══ Task inputs

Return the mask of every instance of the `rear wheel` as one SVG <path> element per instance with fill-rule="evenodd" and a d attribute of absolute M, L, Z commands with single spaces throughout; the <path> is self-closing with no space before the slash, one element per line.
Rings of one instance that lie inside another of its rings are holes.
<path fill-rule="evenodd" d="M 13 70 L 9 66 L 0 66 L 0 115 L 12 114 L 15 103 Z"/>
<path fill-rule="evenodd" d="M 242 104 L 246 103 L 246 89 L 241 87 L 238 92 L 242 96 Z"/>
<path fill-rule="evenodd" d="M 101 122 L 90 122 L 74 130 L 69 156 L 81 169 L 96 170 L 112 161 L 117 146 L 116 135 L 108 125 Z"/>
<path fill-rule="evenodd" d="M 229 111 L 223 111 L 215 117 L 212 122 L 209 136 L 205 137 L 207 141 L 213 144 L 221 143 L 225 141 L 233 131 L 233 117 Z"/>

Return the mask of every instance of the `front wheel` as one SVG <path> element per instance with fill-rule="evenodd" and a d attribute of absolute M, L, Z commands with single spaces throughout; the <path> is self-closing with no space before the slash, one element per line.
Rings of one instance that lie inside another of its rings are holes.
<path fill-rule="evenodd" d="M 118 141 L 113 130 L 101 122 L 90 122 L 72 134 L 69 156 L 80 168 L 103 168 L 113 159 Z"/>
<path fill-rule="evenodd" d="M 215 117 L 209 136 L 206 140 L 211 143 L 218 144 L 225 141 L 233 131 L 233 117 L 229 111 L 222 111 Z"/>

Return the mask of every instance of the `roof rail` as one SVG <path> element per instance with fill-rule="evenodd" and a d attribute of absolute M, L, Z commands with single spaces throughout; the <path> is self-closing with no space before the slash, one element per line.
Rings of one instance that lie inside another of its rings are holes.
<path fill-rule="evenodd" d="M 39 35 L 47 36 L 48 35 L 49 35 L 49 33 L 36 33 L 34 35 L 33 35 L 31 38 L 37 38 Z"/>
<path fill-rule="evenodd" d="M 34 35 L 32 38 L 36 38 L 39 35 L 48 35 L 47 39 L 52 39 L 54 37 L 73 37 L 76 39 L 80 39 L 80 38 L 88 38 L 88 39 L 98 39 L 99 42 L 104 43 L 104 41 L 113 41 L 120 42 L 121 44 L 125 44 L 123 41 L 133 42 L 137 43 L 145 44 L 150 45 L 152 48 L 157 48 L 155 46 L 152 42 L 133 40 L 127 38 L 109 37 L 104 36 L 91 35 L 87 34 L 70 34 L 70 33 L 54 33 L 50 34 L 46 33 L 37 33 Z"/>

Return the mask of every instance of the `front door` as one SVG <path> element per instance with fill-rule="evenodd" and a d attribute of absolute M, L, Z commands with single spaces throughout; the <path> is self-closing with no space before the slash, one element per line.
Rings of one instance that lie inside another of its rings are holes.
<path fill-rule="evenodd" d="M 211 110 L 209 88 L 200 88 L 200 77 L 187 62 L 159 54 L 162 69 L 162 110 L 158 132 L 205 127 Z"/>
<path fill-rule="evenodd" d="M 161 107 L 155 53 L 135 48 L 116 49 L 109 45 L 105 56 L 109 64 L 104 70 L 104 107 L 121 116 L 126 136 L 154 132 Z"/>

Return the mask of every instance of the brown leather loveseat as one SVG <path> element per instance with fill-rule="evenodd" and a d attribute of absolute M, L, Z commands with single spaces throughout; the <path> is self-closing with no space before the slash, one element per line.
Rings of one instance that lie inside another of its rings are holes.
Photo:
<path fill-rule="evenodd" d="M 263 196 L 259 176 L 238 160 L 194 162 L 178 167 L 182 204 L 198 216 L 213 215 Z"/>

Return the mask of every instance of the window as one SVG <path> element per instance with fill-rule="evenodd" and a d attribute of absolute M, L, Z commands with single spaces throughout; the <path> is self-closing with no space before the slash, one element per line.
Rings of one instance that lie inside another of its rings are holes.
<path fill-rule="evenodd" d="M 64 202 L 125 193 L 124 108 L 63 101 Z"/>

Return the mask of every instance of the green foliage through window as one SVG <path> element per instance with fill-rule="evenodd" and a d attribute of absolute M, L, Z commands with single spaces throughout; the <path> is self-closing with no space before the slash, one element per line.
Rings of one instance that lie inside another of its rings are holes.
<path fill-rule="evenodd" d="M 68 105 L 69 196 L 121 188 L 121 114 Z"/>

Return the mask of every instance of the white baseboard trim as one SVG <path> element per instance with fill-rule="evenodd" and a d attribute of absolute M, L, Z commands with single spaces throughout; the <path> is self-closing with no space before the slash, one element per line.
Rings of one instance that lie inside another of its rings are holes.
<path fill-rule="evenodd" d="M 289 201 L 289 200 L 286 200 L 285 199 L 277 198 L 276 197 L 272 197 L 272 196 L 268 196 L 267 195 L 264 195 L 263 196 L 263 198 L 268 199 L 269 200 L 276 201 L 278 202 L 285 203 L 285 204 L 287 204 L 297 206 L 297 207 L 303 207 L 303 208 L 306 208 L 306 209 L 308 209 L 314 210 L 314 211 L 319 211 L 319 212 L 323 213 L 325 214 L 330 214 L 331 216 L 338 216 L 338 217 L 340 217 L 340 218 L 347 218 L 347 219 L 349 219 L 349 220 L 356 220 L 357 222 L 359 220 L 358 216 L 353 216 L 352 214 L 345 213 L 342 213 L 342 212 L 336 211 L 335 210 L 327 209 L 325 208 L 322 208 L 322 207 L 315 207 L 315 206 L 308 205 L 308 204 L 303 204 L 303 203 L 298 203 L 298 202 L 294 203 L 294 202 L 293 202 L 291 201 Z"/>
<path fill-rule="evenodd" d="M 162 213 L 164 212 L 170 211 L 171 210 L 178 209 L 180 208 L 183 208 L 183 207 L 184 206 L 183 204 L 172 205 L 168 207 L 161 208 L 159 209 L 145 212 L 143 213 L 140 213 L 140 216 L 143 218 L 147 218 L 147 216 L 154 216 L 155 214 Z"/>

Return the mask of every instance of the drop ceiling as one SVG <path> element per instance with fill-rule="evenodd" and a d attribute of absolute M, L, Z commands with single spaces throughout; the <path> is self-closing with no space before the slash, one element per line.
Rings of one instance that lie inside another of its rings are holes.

════

■ Description of the task:
Set out every line of the entries above as a Markdown table with two columns, Row and Line, numbering the rows in order and omitting blank lines.

■ Exercise output:
| Row | Line |
|---|---|
| 1 | Return the mask of every instance of the `rear wheel` as one SVG <path> element per instance with fill-rule="evenodd" and a d attribute of absolute M, L, Z commands with single spaces throughout; the <path> is self-closing with no space before the slash, one element per line. |
| 2 | Rings of one instance that lie inside another of its rings are holes. |
| 3 | <path fill-rule="evenodd" d="M 13 70 L 9 66 L 0 66 L 0 115 L 12 114 L 15 103 Z"/> |
| 4 | <path fill-rule="evenodd" d="M 242 104 L 246 103 L 246 89 L 241 87 L 238 92 L 242 96 Z"/> |
| 5 | <path fill-rule="evenodd" d="M 101 122 L 90 122 L 74 130 L 69 156 L 81 169 L 96 170 L 112 161 L 117 146 L 116 135 L 108 125 Z"/> |
| 6 | <path fill-rule="evenodd" d="M 229 111 L 223 111 L 215 117 L 212 122 L 209 136 L 205 137 L 207 141 L 213 144 L 221 143 L 225 141 L 233 131 L 233 117 Z"/> |
| 7 | Return the mask of every instance of the `front wheel` as one SVG <path> element per instance with fill-rule="evenodd" and a d attribute of absolute M, L, Z commands with single spaces throughout; the <path> is self-closing with no space before the slash, one element per line. |
| 8 | Rings of one instance that lie inside another of its rings are holes. |
| 9 | <path fill-rule="evenodd" d="M 118 141 L 113 130 L 101 122 L 90 122 L 72 134 L 69 156 L 80 168 L 103 168 L 113 159 Z"/> |
| 10 | <path fill-rule="evenodd" d="M 215 117 L 209 136 L 206 140 L 211 143 L 218 144 L 225 141 L 233 131 L 233 117 L 229 111 L 222 111 Z"/> |
| 11 | Return the mask of every instance of the `roof rail` as one SVG <path> element per instance with fill-rule="evenodd" and a d attribute of absolute M, L, Z commands with single spaces throughout; the <path> is self-closing with no space before the slash, one element per line. |
| 12 | Rings of one instance that lie inside another of its rings are holes. |
| 13 | <path fill-rule="evenodd" d="M 39 35 L 47 36 L 48 35 L 49 35 L 49 33 L 36 33 L 34 35 L 33 35 L 31 38 L 37 38 Z"/> |
| 14 | <path fill-rule="evenodd" d="M 34 35 L 32 38 L 36 38 L 39 35 L 48 35 L 47 39 L 52 39 L 54 37 L 73 37 L 76 39 L 80 39 L 80 38 L 88 38 L 88 39 L 98 39 L 99 42 L 104 43 L 104 41 L 113 41 L 120 42 L 121 44 L 125 44 L 123 41 L 133 42 L 137 43 L 145 44 L 150 45 L 152 48 L 157 48 L 155 46 L 152 42 L 133 40 L 127 38 L 109 37 L 104 36 L 91 35 L 87 34 L 70 34 L 70 33 L 54 33 L 50 34 L 46 33 L 37 33 Z"/> |
| 15 | Return the mask of every instance of the `front door` as one SVG <path> element per instance with fill-rule="evenodd" and a d attribute of absolute M, L, Z commands with single spaces throughout; the <path> is self-closing with no space before the slash, one element per line. |
| 16 | Rings of one instance that lie inside another of its rings are holes. |
| 17 | <path fill-rule="evenodd" d="M 211 110 L 209 88 L 200 88 L 200 77 L 187 62 L 159 54 L 162 69 L 162 110 L 158 132 L 205 127 Z"/> |
| 18 | <path fill-rule="evenodd" d="M 161 107 L 155 53 L 135 48 L 116 49 L 109 45 L 105 56 L 109 64 L 104 70 L 104 107 L 121 116 L 126 136 L 154 132 Z"/> |
| 19 | Return the mask of every instance of the brown leather loveseat as one SVG <path> element per instance with fill-rule="evenodd" and a d attribute of absolute M, L, Z commands with single spaces throughout; the <path> is self-closing with no space before the slash, one element per line. |
| 20 | Rings of one instance that lie inside another of its rings are holes. |
| 21 | Photo: |
| 22 | <path fill-rule="evenodd" d="M 263 196 L 259 176 L 238 160 L 194 162 L 178 167 L 182 204 L 198 216 L 213 215 Z"/> |
| 23 | Return the mask of every instance of the window as one SVG <path> element per instance with fill-rule="evenodd" and a d attribute of absolute M, L, Z commands with single spaces throughout; the <path> is self-closing with no space before the slash, one element per line. |
| 24 | Rings of one instance that lie inside another of its rings are holes. |
| 25 | <path fill-rule="evenodd" d="M 64 202 L 125 193 L 124 108 L 63 101 Z"/> |
| 26 | Return the mask of every instance of the green foliage through window as one SVG <path> element per instance with fill-rule="evenodd" and a d attribute of absolute M, L, Z commands with single spaces throughout; the <path> is self-closing with no space before the slash, one element per line. |
| 27 | Rings of one instance that lie inside another of its rings are holes. |
| 28 | <path fill-rule="evenodd" d="M 68 105 L 69 196 L 121 188 L 121 114 Z"/> |
| 29 | Return the mask of every instance of the white baseboard trim as one SVG <path> element per instance with fill-rule="evenodd" and a d attribute of absolute M, L, Z commands with single spaces throughout; the <path> is self-closing with no space before the slash, one element per line. |
| 30 | Rings of one instance that lie inside another of its rings are holes. |
| 31 | <path fill-rule="evenodd" d="M 289 201 L 289 200 L 286 200 L 285 199 L 277 198 L 276 197 L 272 197 L 272 196 L 268 196 L 267 195 L 264 195 L 263 196 L 263 198 L 268 199 L 269 200 L 276 201 L 278 202 L 285 203 L 285 204 L 287 204 L 297 206 L 297 207 L 303 207 L 303 208 L 306 208 L 306 209 L 308 209 L 314 210 L 314 211 L 319 211 L 319 212 L 323 213 L 325 214 L 330 214 L 331 216 L 338 216 L 338 217 L 340 217 L 340 218 L 347 218 L 347 219 L 349 219 L 349 220 L 356 220 L 357 222 L 359 220 L 358 216 L 353 216 L 352 214 L 345 213 L 342 213 L 342 212 L 336 211 L 335 210 L 327 209 L 325 208 L 322 208 L 322 207 L 315 207 L 315 206 L 308 205 L 308 204 L 303 204 L 303 203 L 298 203 L 298 202 L 294 203 L 294 202 L 293 202 L 291 201 Z"/> |
| 32 | <path fill-rule="evenodd" d="M 162 213 L 164 212 L 170 211 L 171 210 L 178 209 L 180 208 L 183 208 L 183 207 L 184 206 L 183 204 L 172 205 L 168 207 L 161 208 L 159 209 L 145 212 L 143 213 L 140 213 L 140 216 L 143 218 L 147 218 L 147 216 L 154 216 L 155 214 Z"/> |
| 33 | Return the mask of every instance of the drop ceiling as one SVG <path> element per instance with fill-rule="evenodd" and a d attribute of absolute M, L, Z commands with single spaces throughout; the <path> is self-closing with no space before the slash, one element per line. |
| 34 | Rings of one instance that lie inside another of its rings are holes. |